::: DATA FOR THE TASK
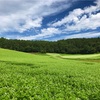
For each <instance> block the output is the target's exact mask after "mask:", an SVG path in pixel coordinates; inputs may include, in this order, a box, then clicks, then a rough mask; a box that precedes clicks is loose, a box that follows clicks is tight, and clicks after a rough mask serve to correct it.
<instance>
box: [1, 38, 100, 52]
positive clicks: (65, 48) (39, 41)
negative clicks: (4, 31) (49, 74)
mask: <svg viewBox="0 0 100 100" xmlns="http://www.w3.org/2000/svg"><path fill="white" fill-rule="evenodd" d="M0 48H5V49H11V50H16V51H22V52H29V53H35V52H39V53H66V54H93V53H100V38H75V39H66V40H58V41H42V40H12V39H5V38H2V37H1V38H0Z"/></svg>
::::::
::: DATA FOR THE TASK
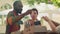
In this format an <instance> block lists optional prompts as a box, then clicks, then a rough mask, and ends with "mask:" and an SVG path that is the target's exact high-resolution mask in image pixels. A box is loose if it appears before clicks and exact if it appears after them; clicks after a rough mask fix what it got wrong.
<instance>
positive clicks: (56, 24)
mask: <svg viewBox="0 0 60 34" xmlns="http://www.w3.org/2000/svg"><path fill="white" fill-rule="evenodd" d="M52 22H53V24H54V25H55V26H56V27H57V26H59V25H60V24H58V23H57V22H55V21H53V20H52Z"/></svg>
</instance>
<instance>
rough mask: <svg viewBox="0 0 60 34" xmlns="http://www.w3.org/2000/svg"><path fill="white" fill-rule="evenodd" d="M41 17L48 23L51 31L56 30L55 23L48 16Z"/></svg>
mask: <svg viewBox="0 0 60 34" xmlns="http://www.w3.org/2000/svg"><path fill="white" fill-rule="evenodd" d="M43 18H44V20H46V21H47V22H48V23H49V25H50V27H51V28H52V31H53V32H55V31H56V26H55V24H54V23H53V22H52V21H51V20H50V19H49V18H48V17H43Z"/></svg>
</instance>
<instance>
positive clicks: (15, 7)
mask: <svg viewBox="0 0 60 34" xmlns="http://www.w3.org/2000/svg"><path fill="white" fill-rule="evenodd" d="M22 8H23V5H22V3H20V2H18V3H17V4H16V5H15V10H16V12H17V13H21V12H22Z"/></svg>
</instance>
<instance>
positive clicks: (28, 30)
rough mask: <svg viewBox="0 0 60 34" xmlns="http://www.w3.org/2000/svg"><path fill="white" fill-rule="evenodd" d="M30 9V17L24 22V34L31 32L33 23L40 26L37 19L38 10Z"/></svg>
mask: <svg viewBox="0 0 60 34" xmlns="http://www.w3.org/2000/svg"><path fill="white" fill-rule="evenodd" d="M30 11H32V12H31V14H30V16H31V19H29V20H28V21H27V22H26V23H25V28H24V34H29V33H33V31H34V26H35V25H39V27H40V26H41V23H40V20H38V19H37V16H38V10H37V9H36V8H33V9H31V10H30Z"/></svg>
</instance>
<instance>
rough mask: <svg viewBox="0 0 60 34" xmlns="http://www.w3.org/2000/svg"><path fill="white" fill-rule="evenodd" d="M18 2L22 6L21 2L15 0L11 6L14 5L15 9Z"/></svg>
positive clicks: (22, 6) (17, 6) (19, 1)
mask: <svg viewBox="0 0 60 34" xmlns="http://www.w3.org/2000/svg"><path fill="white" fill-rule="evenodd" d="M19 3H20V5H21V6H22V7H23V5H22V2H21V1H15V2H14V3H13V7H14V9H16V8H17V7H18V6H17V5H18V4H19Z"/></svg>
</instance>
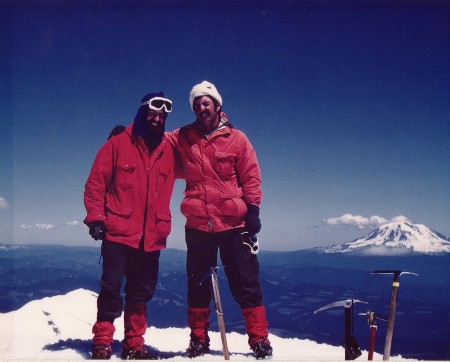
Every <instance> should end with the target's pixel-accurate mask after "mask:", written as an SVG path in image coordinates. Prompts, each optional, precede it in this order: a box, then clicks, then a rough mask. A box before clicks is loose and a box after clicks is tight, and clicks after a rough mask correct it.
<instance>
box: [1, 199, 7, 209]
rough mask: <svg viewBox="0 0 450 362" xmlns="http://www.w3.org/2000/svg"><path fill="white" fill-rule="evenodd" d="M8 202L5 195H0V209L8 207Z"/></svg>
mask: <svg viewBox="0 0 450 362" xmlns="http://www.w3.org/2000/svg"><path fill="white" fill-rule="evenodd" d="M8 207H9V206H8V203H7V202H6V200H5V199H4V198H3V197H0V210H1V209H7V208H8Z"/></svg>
::::::
::: DATA FOR THE TASK
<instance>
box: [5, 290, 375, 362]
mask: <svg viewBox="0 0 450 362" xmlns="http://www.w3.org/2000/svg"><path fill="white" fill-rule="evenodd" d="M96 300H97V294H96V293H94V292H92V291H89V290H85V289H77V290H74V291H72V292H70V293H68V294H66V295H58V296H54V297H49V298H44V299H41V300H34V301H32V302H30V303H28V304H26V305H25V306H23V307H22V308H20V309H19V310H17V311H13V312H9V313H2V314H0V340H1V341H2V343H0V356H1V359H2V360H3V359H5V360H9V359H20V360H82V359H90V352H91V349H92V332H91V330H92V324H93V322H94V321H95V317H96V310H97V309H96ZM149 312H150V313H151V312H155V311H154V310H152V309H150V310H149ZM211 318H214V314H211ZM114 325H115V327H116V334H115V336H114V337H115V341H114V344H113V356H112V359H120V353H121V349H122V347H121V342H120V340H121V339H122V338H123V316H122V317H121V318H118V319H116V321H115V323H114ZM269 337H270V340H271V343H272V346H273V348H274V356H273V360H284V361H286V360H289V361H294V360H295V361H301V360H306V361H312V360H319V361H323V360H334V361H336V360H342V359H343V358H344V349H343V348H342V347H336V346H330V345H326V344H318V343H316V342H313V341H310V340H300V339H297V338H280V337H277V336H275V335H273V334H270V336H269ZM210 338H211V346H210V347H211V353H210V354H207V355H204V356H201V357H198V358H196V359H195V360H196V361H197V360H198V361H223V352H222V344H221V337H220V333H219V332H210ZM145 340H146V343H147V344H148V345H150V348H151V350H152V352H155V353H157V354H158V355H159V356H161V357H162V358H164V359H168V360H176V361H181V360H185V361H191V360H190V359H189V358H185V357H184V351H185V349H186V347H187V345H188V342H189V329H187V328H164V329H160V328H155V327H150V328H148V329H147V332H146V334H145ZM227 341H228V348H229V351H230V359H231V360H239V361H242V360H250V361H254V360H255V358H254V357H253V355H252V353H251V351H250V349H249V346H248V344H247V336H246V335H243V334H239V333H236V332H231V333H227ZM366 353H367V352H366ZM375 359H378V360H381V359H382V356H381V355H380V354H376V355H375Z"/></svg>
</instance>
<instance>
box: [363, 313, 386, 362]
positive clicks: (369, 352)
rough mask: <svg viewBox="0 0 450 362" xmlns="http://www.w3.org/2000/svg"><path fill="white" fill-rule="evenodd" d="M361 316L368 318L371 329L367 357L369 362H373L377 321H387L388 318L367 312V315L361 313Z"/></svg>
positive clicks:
::::::
_EXERCISE DIRECTIONS_
Convert the lines of the records into a JSON list of strings, one string per line and with blank lines omitted. Begin at the line that contains "For each <instance>" and stop after the line that contains "positive clicks: (65, 48) (39, 41)".

_PROBLEM SOLUTION_
[
  "For each <instance> block the output is the target's exact mask after \"mask:\", an SVG path in pixel coordinates; inputs may include, in this order, a box, then clicks, then a rough mask; a box that precedes clicks is loose, a box that follows clicks is tight, and clicks after a rough mask serve to correct it.",
  "<instance>",
  "box: [1, 38, 100, 52]",
  "positive clicks: (65, 48) (39, 41)"
]